▶ [WHAT IS BEING ASKED] Search the entries below for "cabinet". Report each line where it occurs.

▶ [DATA TO USE]
*** Begin section ***

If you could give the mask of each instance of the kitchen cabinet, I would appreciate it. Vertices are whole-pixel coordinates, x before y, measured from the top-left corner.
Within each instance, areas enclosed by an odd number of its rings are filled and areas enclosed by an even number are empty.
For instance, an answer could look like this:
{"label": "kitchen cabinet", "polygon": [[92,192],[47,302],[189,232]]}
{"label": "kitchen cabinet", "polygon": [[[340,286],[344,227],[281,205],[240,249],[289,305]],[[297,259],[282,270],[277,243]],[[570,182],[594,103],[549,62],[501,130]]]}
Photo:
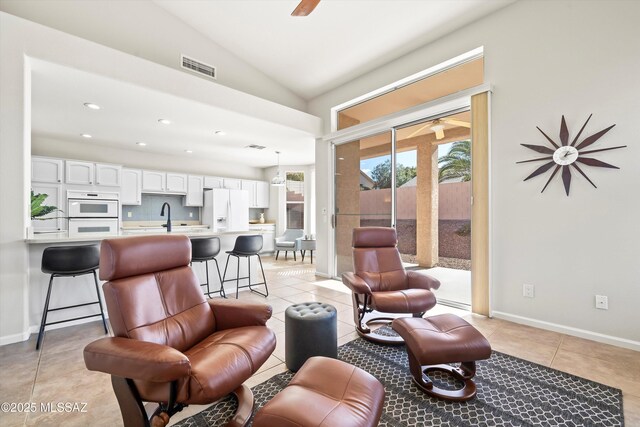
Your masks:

*** End section ***

▶ [ANSWER AREA]
If you could give the mask of each instance of the kitchen cabinet, I would appreciate it. Vertices are whole-pixel coordinates, x before y, measured from the top-left corner.
{"label": "kitchen cabinet", "polygon": [[92,192],[47,302],[189,232]]}
{"label": "kitchen cabinet", "polygon": [[[340,286],[344,227],[281,205],[240,249],[289,305]],[[297,259],[282,270],[277,243]],[[570,182],[594,103],[549,62],[501,130]]]}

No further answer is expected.